- **OBJECTIF INDIQUÉ 1**:
Déplacez de -129 chaque coordonnée des réponses dans les enregistrements, de la ligne contenant « Pin every instance of the tree. » jusqu'à la fin des enregistrements incluse, puis redonnez toutes ces lignes sans autre changement.

Jacques BOUHY

 

Jacques Bouhy en 1876 [photo Liébert]

 

 

Jacques Joseph André BOUHY dit Jacques BOUHY

 

baryton belge

(Pepinster [alors dépendant de Theux], province de Liège, Belgique, 18 juin 1848* – Paris 8e, 29 janvier 1929*)

 

Fils de Pierre Joseph BOUHY (Cornesse, province de Liège, Belgique, 02 janvier 1816 – Pepinster, 02 mars 1900), menuisier, et de Marie Catherine Joséphine LEMAIRE (Stavelot, province de Liège, Belgique, 18 mars 1822 – Theux, 31 juillet 1849), ménagère, mariés à Stavelot le 11 octobre 1845.

 

 

Il fit ses premières études : piano, orgue et chant, au Conservatoire de Liège, puis au Conservatoire de Paris, où il fut l’élève de Charles Duvernoy, Mocker et Masset ; il y obtint en 1869 le premier prix de chant, le premier prix d'opéra et le deuxième prix d'opéra-comique. Engagé à l'Opéra de Paris, alors rue Le Peletier, il y fit de brillants débuts dans Faust (Méphistophélès) en 1871 ; il y chanta le répertoire et créa Erostrate (16 octobre 1871) ; il passa l’année suivante à l'Opéra-Comique, où il créa le rôle du toréador Escamillo dans Carmen le 03 mars 1875. Il quitta la Salle Favart pour débuter au Théâtre-Lyrique de la Gaîté dans Giralda (12 octobre 1876) ; il y créa le 15 novembre 1876 Paul et Virginie (Domingue) de Victor Massé ; le 18 avril 1877 le Bravo (Jacopo) de Gaston Salvayre ; le 14 septembre 1877 la Clef d'Or (Georges Vernon) d’Eugène Gautier ; il y chanta le 07 novembre 1877 la reprise de Si j’étais roi ! (Moussoul) d’Adolphe Adam. Rentré à l'Opéra en 1878 après la fermeture du Théâtre-Lyrique, il y chanta Hamlet, Don Juan, la Favorite, etc. Il fit ensuite des saisons en Russie (Saint-Pétersbourg), à Londres (1882), à Monte-Carlo (1884) ; il y chanta les répertoires italiens et français et créa Mefistofele de Boito et la Reine de Saba de Goldmark. Appelé en 1885 à New York pour y fonder le Conservatoire National, il dirigea cet établissement d’instruction musicale jusqu’en 1889. Rentré à Paris, il chanta encore la première à Paris le 31 octobre 1890 de Samson et Dalila (le Grand-Prêtre) à l'Eden-Théâtre, et fit une apparition à l'Opéra de Paris en mai 1892. En 1895, il quitta la scène pour être professeur de chant. A partir de 1914, il cessa ses leçons pour employer son temps à la composition musicale. On peut citer, parmi ses mélodies, Ave Printemps, Mater Superba, avec violon, violoncelle et orgue ; le Manoir bleu de Rosemonde, A vingt ans, Ce que j’aime en toi, les Papillons, et quantité d’autres, publiées en Russie, en Italie et à Paris. Il est également l’auteur de quelques chœurs pour voix d’hommes et s’est exercé dans le style religieux. Le 23 juillet 1925, il fut nommé chevalier de la Légion d’honneur.

(Entrées de données enregistrées)

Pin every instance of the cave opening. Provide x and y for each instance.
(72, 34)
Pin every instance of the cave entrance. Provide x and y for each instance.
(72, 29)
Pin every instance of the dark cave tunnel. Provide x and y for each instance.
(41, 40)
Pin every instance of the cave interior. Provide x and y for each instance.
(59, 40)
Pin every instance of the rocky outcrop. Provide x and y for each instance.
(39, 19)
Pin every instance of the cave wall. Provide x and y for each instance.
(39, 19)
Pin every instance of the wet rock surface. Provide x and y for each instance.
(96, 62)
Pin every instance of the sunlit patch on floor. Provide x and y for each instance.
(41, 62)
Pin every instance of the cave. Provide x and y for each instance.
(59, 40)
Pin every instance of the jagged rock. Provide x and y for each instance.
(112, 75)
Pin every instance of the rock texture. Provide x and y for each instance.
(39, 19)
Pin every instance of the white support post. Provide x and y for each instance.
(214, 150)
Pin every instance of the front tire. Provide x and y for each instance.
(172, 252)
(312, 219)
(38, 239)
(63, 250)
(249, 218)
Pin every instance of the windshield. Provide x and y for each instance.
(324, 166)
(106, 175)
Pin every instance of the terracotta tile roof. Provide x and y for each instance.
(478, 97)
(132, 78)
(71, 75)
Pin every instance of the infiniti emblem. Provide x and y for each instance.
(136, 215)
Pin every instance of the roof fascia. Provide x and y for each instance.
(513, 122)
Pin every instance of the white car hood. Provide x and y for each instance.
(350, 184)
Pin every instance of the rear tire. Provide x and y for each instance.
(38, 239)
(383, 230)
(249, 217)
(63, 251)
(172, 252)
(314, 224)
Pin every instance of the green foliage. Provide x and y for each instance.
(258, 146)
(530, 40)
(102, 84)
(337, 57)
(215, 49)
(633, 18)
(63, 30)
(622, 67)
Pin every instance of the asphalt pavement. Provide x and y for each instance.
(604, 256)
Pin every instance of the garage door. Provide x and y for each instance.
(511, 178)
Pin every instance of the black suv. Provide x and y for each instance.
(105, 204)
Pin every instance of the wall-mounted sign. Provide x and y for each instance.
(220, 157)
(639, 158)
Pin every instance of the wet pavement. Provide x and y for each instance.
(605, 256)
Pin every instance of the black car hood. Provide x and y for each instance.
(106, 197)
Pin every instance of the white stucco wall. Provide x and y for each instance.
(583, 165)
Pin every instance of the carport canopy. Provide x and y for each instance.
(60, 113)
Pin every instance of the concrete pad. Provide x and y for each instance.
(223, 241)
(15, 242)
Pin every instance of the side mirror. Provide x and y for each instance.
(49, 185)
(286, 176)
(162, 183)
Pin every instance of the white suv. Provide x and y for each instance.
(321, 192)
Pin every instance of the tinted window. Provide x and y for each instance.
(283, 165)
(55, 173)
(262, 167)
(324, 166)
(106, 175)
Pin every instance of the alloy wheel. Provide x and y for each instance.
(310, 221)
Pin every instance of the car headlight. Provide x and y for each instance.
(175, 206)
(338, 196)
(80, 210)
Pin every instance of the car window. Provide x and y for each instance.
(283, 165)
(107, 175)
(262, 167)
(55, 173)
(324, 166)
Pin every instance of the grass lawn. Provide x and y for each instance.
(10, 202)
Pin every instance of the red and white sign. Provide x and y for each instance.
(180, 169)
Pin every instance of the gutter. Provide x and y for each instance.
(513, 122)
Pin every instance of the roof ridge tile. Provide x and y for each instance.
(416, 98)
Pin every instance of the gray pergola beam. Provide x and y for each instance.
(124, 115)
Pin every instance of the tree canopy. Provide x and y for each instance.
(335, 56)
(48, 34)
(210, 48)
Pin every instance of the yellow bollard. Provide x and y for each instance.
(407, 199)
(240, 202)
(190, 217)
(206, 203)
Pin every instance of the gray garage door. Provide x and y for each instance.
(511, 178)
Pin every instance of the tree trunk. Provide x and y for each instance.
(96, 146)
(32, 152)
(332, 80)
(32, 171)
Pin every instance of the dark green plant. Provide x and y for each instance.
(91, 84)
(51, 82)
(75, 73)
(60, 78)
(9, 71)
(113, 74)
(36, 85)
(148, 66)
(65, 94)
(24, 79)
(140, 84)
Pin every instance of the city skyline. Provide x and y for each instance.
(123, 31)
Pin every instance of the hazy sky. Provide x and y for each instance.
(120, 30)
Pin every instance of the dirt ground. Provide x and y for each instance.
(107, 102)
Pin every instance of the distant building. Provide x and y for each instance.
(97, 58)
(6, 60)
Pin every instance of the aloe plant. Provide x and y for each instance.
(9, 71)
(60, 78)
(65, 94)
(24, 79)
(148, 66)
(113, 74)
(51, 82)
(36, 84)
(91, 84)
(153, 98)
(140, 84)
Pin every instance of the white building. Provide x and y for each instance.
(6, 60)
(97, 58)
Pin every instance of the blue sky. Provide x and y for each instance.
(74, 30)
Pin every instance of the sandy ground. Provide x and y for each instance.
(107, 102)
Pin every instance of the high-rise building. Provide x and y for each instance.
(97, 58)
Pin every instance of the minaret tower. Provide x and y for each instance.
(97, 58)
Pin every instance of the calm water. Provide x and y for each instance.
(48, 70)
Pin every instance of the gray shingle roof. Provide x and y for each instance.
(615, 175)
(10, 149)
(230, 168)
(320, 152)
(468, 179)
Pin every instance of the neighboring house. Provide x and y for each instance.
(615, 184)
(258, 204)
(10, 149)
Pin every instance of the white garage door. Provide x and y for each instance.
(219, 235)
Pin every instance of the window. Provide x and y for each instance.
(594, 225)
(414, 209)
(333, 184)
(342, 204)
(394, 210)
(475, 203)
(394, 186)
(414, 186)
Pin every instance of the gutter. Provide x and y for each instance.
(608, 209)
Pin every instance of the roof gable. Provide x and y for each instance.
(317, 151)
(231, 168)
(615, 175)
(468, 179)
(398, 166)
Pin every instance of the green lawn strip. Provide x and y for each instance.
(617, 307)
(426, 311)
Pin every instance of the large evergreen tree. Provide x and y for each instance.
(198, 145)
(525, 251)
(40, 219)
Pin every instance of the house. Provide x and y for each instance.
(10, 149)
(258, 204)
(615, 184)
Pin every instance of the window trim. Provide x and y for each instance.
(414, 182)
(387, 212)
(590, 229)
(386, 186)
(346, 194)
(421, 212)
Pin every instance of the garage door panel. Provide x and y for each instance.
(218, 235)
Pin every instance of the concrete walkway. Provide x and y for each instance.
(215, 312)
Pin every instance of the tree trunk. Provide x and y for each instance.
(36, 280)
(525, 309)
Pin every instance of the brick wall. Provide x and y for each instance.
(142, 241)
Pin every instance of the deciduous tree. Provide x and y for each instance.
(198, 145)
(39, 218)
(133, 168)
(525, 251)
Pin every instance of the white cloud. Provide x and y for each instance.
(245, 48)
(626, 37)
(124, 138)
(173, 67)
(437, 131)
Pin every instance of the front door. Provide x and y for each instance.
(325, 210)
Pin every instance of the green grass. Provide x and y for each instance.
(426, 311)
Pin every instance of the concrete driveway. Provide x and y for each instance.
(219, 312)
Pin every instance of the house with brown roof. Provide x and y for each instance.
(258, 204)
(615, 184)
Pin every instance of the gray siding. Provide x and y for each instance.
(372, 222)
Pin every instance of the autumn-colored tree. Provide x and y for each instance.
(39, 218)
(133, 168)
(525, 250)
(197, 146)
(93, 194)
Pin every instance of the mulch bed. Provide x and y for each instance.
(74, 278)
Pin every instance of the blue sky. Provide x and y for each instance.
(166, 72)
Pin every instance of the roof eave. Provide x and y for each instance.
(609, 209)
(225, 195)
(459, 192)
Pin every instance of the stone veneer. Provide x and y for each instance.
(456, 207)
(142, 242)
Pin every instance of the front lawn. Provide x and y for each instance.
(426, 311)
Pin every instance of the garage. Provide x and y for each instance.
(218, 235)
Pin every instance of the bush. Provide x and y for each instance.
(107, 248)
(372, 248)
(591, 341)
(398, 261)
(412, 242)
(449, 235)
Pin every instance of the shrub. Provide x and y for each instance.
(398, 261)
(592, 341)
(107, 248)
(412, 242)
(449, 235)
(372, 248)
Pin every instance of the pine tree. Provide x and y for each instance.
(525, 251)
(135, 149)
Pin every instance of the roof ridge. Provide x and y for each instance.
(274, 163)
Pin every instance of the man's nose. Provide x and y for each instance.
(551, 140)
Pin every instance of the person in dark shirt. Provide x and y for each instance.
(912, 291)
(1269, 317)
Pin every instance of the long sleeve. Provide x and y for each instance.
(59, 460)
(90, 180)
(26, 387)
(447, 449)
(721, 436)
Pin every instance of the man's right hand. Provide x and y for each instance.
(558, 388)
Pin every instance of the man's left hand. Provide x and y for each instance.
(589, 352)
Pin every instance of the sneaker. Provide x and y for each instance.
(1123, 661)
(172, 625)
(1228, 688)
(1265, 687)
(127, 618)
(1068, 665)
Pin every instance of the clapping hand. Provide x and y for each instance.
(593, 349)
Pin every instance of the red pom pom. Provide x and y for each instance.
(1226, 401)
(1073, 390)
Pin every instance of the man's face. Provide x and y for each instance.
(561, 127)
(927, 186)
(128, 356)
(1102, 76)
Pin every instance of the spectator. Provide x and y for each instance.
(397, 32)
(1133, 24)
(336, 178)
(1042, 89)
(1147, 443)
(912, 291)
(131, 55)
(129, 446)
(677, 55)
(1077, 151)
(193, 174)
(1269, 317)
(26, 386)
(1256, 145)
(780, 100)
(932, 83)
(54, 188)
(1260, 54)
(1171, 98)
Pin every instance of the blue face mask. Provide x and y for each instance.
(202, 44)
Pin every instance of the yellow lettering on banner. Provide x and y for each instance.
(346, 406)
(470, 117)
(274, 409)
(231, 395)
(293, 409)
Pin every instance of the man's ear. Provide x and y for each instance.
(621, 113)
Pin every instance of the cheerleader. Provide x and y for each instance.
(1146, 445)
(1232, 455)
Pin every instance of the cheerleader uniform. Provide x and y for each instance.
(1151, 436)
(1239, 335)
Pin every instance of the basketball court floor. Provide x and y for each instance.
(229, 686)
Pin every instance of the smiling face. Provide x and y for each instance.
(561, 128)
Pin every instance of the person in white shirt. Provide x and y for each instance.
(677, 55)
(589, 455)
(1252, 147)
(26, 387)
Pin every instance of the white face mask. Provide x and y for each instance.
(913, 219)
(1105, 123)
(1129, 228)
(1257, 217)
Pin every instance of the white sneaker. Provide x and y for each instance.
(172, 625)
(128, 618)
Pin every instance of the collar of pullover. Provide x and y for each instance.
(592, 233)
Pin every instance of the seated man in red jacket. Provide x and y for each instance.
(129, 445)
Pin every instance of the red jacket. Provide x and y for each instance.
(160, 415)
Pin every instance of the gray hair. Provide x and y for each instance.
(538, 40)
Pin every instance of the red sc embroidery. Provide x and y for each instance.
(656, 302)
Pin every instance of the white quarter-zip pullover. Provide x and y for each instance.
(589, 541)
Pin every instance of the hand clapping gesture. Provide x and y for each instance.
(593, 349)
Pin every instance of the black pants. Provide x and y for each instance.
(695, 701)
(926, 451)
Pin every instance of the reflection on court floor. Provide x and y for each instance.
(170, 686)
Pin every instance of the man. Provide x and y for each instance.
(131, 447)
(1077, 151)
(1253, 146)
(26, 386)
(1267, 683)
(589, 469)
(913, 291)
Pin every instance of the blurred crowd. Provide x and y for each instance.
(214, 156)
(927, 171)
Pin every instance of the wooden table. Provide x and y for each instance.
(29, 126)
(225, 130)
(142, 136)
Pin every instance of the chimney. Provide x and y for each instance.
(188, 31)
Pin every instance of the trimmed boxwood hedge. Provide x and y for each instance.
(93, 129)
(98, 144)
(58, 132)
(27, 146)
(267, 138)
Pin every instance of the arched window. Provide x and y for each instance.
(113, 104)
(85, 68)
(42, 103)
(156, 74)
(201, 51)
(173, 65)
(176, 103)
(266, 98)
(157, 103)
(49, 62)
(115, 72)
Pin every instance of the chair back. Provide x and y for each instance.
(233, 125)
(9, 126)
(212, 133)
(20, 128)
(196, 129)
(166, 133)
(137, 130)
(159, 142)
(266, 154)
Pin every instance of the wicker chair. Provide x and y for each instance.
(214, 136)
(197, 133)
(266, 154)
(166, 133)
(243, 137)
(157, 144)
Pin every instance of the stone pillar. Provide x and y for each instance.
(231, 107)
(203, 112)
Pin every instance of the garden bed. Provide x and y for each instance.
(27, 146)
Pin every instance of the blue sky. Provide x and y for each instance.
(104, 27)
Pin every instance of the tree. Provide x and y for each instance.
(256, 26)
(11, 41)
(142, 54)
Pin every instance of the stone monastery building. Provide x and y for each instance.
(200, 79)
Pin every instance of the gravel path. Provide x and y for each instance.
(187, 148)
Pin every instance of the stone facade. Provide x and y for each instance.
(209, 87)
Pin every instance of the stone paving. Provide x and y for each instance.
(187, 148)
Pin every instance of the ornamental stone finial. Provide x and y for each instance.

- **OBJECTIF INDIQUÉ 2**:
Donnez la suite de la biographie de Jacques Bouhy.

- **RÉPONSE 1**:
Pin every instance of the tree. Provide x and y for each instance.
(127, -103)
(-118, -88)
(13, -75)
Pin every instance of the stone monastery building. Provide x and y for each instance.
(71, -50)
Pin every instance of the gravel path. Provide x and y for each instance.
(58, 19)
Pin every instance of the stone facade. Provide x and y for each instance.
(80, -42)
Pin every instance of the stone paving. Provide x and y for each instance.
(58, 19)
Pin every instance of the ornamental stone finial. Provide x and y for each instance.

- **RÉPONSE 2**:
En 1911, il habitait 34 rue de Ponthieu à Paris 8e, où il est décédé en 1929, célibataire, à quatre-vingts ans. Il est enterré au cimetière de Pepinster.

 

Barbe dite Barbelte ou Babette ACH (Wintzenheim, Alsace, 04 juin 1859* – Paris 16e, 26 juin 1938*), artiste lyrique, a épousé à Paris 17e le 18 mars 1895* Jules Nicolas Joseph Alfred BOUHY (Liège, 20 novembre 1824 – Paris 17e, 09 septembre 1901*), industriel [fils de Philippe Léonard Joseph BOUHY], qui est peut-être un cousin éloigné de Jacques Bouhy.

 

 

 

Sa carrière à l'Opéra de Paris

 

Il débuta à la Salle Le Peletier le 02 août 1871 dans Faust (Méphistophélès).

 

Il y chanta la première le 16 octobre 1871 Erostrate (Erostrate) d’Ernest Reyer.

 

Il chanta au Palais Garnier la Favorite (Alphonse, 19 juillet 1878) ; Hamlet (Hamlet, 12 août 1878) ; Don Juan (Don Juan, 30 avril 1879).

 

Sa carrière à l'Opéra-Comique

 

Il y débuta le 24 février 1872 en chantant la première des Noces de Figaro (Figaro) de Wolfgang Amadeus Mozart [version française de Jules Barbier et Michel Carré].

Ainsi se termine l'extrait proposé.